## What you should do
Copy word for word, and only, the lines below from the one with "Target: dress shoes" through the last.

Extracted records:
■ ■ ■ ■
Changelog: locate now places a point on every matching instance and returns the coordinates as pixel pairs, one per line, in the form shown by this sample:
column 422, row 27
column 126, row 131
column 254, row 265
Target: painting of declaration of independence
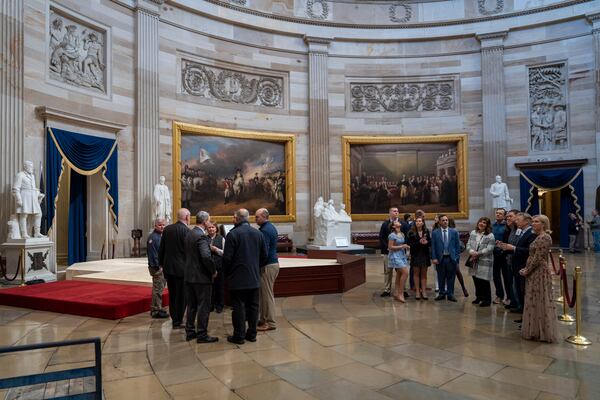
column 221, row 174
column 410, row 176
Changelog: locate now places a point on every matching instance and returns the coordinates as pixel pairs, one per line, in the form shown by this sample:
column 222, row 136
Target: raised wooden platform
column 297, row 275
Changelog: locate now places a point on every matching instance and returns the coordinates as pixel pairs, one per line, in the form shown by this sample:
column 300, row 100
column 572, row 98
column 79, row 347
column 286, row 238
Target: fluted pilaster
column 148, row 117
column 494, row 116
column 11, row 103
column 318, row 119
column 594, row 19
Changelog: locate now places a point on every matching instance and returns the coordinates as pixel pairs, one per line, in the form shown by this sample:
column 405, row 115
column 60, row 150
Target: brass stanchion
column 577, row 338
column 561, row 264
column 565, row 317
column 22, row 267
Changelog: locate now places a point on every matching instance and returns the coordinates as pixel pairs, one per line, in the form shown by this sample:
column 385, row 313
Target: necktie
column 445, row 241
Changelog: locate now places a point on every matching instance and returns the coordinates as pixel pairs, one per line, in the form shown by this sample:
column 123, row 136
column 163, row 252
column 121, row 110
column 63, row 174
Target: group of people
column 195, row 263
column 512, row 252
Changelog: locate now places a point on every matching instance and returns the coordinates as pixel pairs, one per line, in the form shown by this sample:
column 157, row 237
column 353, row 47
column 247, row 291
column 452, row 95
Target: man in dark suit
column 520, row 254
column 384, row 232
column 244, row 255
column 445, row 255
column 171, row 257
column 200, row 270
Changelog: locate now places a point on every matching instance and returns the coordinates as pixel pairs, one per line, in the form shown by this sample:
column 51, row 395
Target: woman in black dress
column 419, row 241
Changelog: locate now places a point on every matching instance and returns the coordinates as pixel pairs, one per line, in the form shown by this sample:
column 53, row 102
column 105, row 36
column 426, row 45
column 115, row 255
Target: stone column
column 318, row 106
column 594, row 19
column 147, row 144
column 11, row 104
column 494, row 116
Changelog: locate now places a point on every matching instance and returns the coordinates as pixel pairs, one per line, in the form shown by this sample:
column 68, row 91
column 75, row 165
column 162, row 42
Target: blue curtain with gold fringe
column 570, row 183
column 85, row 155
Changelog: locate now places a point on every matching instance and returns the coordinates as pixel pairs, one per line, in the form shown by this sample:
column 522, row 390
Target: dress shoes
column 233, row 339
column 207, row 339
column 159, row 314
column 264, row 328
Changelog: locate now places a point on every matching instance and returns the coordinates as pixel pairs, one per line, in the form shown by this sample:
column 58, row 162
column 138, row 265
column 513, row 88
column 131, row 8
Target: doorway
column 550, row 203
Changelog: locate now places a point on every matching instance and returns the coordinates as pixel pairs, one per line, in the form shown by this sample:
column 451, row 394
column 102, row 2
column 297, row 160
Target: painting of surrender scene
column 410, row 176
column 221, row 174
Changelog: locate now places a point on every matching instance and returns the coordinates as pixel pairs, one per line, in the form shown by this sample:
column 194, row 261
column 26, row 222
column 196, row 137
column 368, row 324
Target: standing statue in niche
column 28, row 199
column 162, row 201
column 500, row 195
■ ■ ■ ■
## Output of the task
Target: dress shoes
column 233, row 339
column 207, row 339
column 159, row 314
column 264, row 328
Changelog: locate now places a point on every matching instance and returns the coordinates as pixel pairs, one per line, in the form shown by this sample:
column 58, row 162
column 138, row 265
column 513, row 88
column 131, row 8
Target: doorway
column 550, row 203
Changelog: locate now places a point on every matching instance and returns the coordinates as pixel pairs, one per line, in the form shown by this sample:
column 451, row 394
column 102, row 2
column 297, row 160
Target: painting of surrender scene
column 410, row 176
column 221, row 174
Changelog: locate now places a point on every matching instance and returns the coordinates as pixel pairs, one per line, in the form shown by this sample:
column 194, row 261
column 26, row 222
column 196, row 137
column 368, row 324
Target: standing statue in niche
column 28, row 199
column 162, row 201
column 500, row 195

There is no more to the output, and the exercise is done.